━━━━━ Records supplied ━━━━━

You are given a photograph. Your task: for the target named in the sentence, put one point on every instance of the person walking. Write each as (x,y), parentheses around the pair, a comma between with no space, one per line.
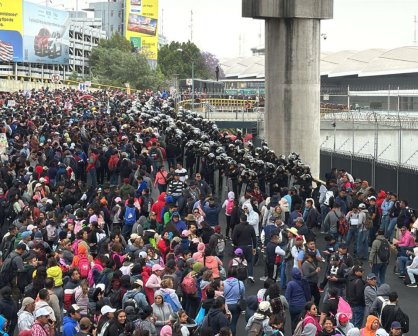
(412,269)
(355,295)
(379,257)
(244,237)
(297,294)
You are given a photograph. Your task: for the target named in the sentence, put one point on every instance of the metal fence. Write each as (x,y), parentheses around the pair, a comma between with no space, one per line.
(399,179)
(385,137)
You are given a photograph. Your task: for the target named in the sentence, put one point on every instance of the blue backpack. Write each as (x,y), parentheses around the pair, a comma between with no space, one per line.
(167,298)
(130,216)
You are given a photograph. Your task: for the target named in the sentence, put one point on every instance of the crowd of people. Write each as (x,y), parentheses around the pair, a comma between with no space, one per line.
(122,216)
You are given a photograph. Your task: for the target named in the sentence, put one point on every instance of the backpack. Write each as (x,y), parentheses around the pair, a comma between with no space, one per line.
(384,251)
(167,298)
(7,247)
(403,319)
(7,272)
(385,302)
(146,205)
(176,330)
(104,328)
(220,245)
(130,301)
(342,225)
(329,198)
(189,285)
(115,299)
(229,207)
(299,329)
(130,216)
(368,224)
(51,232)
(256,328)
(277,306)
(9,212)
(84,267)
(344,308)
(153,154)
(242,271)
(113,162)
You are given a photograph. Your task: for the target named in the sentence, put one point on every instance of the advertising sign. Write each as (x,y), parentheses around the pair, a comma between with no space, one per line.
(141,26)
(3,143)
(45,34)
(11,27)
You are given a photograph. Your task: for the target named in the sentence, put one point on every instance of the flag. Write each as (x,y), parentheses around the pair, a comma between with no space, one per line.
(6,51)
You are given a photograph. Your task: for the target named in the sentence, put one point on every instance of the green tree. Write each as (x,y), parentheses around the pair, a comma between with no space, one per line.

━━━━━

> _Prompt_:
Please write out every entry exactly, but skip the pictures.

> _Result_:
You are given a photograph. Your task: for the target named in the sentence, put one point on every instance of the person walking. Write each as (x,y), parentheses around the pair, a comma between with no space, one per line.
(412,269)
(355,295)
(379,257)
(244,237)
(297,294)
You are given a photograph. Your task: for the target named in the sentence, put one point on every instance of the metal fence. Write each as (x,y), parentheses around the pair, a comma between with no space, one per line.
(399,179)
(385,137)
You are given a photograph. Your task: for the target named in the sentence, put one point on every instance of the blue backpack. Write each as (x,y), parentheses around the pair, a comma between with no space, one per line.
(167,298)
(130,216)
You are given a photograph. Your task: for the target named in the sentence, put one point on every instance of the crowd of people. Write each as (x,y), parentheses around the pair, a comma between with no space, one per line.
(122,216)
You are given a photograph. Your task: for the target named in the sentence, put one point on every instance of the backpack. Write each as (x,y), parentheses around the pair, a comma between with no space, one per line.
(384,251)
(167,298)
(7,247)
(403,319)
(7,272)
(385,302)
(146,205)
(176,330)
(104,328)
(220,245)
(130,301)
(342,225)
(329,198)
(189,285)
(115,299)
(229,207)
(299,329)
(130,216)
(368,224)
(51,232)
(256,328)
(277,306)
(9,212)
(84,267)
(344,308)
(153,154)
(242,271)
(113,162)
You are given a photograph. Your task: for the target named in the sentence, put one point on every instance of the advertising sign. Write each as (x,y), parentheses around the pair, a comma between with no space, one per line.
(141,26)
(3,143)
(45,34)
(11,27)
You are given a photograph. Your task: for the target named in the sentence, put one point on every instance of the flag. Write each as (x,y), parentheses around the pair, a comma between with no space, one per line.
(6,51)
You are given a photograph. Your task: for the target named in the sentence, put one point on every instance of the green tree. Write each as (x,y), parentheses around the pair, a comma between with no space, one per line.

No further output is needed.